Aim of the exercise: Please lay out the rows from the first line through the line containing "(810, 530), (1233, 651)", including that line, as a JSON list of strings with one string per line, leaving out blank lines.

The data:
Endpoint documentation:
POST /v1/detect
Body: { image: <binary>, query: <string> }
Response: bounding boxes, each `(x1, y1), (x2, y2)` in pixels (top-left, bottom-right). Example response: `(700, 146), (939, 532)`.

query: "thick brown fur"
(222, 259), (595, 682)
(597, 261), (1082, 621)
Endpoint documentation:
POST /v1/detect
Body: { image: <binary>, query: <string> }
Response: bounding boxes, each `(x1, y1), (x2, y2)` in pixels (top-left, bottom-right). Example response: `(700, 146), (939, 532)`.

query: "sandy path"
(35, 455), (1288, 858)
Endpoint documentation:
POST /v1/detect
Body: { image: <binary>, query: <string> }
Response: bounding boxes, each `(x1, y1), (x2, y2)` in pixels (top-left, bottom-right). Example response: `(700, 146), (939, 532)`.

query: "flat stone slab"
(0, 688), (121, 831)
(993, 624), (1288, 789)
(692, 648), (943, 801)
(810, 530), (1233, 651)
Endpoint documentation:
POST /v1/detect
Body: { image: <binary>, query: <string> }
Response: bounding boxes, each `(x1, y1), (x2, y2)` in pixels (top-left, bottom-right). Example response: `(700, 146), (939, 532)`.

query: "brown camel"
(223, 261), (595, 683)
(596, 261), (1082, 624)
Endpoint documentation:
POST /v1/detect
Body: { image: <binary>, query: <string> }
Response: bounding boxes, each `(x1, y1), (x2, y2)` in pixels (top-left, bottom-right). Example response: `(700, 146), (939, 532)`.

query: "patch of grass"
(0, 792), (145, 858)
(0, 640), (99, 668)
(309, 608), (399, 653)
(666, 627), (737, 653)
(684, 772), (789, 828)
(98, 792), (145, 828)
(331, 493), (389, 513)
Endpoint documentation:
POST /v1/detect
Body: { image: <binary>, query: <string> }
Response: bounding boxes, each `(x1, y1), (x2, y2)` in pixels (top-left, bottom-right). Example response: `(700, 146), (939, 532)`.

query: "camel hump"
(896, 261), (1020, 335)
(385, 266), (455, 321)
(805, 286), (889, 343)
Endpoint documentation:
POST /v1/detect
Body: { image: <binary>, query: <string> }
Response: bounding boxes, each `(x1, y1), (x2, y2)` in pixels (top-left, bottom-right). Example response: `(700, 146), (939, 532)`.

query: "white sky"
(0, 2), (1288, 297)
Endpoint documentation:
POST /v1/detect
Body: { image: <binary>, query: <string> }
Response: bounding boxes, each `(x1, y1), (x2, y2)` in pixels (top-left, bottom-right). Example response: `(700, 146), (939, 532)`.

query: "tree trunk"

Exercise answer:
[
  "Endpoint documentation:",
  "POST /v1/detect",
  "Body: { image: <binary>, query: <string> }",
  "Response: bounding boxes, each `(x1, y1), (x2, y2)` in pixels (top-left, bottom-right). Example response: `(700, 146), (939, 532)`.",
  "query: \"thick brown fur\"",
  "(222, 259), (595, 682)",
  "(597, 261), (1082, 621)",
  "Endpoint documentation:",
  "POST /v1/detect",
  "Body: { image: <binary>, query: <string> }",
  "Response: bounding boxes, each `(x1, y1), (x2, y2)` in pixels (top-left, bottom-right). Example response: `(700, 146), (939, 532)`.",
  "query: \"sandy path\"",
  "(35, 455), (1288, 858)",
  "Endpoint documentation:",
  "POST /v1/detect",
  "Body: { image: <binary>, query: <string> }",
  "Response: bounding boxes, each `(x1, y1), (x2, y2)` in pixels (top-left, bottom-right). Example response: `(700, 146), (939, 532)`.",
  "query: \"flat stone slab\"",
  "(0, 688), (121, 831)",
  "(993, 624), (1288, 789)",
  "(692, 648), (943, 801)",
  "(810, 530), (1233, 651)"
]